__WHAT THE TASK REQUIRES__
Write out the records exactly, from the start up to and including the line with "[231,328,235,375]", leaving the pictures out of your answer.

__EXTRACTED INFORMATION__
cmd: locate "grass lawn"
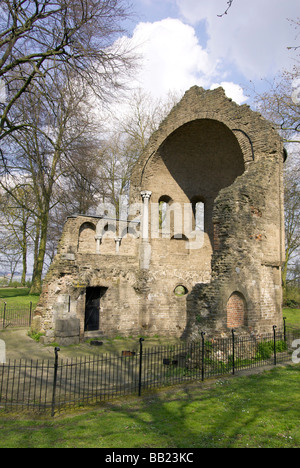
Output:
[0,288,39,309]
[0,365,300,449]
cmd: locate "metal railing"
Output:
[0,327,300,416]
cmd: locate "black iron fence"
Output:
[0,302,33,329]
[0,327,300,416]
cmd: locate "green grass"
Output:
[283,309,300,328]
[0,366,300,449]
[0,288,39,309]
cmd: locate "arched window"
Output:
[194,201,205,232]
[78,223,96,253]
[227,291,247,328]
[158,195,172,230]
[191,197,205,232]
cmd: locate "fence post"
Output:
[201,332,205,382]
[51,348,60,417]
[273,325,277,366]
[3,302,7,330]
[139,338,145,396]
[231,328,235,375]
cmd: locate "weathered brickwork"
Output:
[35,87,284,341]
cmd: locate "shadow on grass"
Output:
[0,366,300,452]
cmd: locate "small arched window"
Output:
[191,197,205,232]
[78,222,96,253]
[227,291,247,328]
[158,195,172,230]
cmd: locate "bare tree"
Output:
[0,68,103,293]
[255,66,300,290]
[0,0,132,144]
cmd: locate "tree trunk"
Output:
[30,213,48,294]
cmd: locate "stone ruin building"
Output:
[34,87,286,344]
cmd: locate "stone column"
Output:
[140,190,152,270]
[115,237,122,254]
[141,190,152,242]
[95,235,102,254]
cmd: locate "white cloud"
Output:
[210,81,249,104]
[119,18,219,97]
[176,0,299,79]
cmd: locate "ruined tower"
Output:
[35,87,284,341]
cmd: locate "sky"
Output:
[118,0,300,104]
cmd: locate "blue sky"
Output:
[119,0,300,104]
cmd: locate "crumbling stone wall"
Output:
[35,87,284,340]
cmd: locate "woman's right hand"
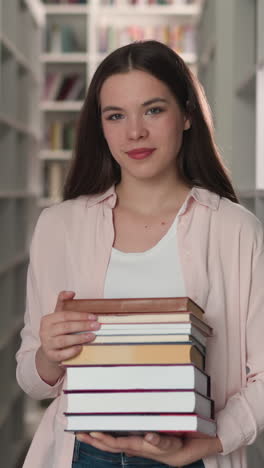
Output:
[36,291,100,384]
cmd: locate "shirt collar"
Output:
[79,185,220,215]
[179,186,220,215]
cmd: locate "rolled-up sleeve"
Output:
[16,208,65,399]
[217,220,264,455]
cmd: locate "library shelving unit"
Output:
[197,0,264,225]
[40,0,202,207]
[0,0,45,468]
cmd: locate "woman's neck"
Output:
[116,174,191,216]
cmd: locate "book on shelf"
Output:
[43,71,85,101]
[64,389,214,418]
[63,343,204,369]
[44,119,76,150]
[43,160,68,201]
[66,364,210,396]
[65,412,216,437]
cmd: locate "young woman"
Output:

__SOLUTION FOR THIS TASK__
cmd: locate "grass lawn"
Output:
[0,288,39,309]
[0,365,300,449]
cmd: locate "metal railing"
Output:
[0,327,300,416]
cmd: locate "black iron fence"
Output:
[0,302,33,329]
[0,327,300,416]
cmd: locate "green grass"
Output:
[283,309,300,328]
[0,366,300,449]
[0,288,39,309]
cmd: locate "arched window"
Output:
[194,201,205,232]
[78,223,96,253]
[227,291,247,328]
[158,195,172,230]
[191,197,205,232]
cmd: locate "fence post"
Output:
[201,332,205,382]
[51,348,60,417]
[273,325,277,366]
[3,302,7,330]
[139,338,145,396]
[231,328,235,375]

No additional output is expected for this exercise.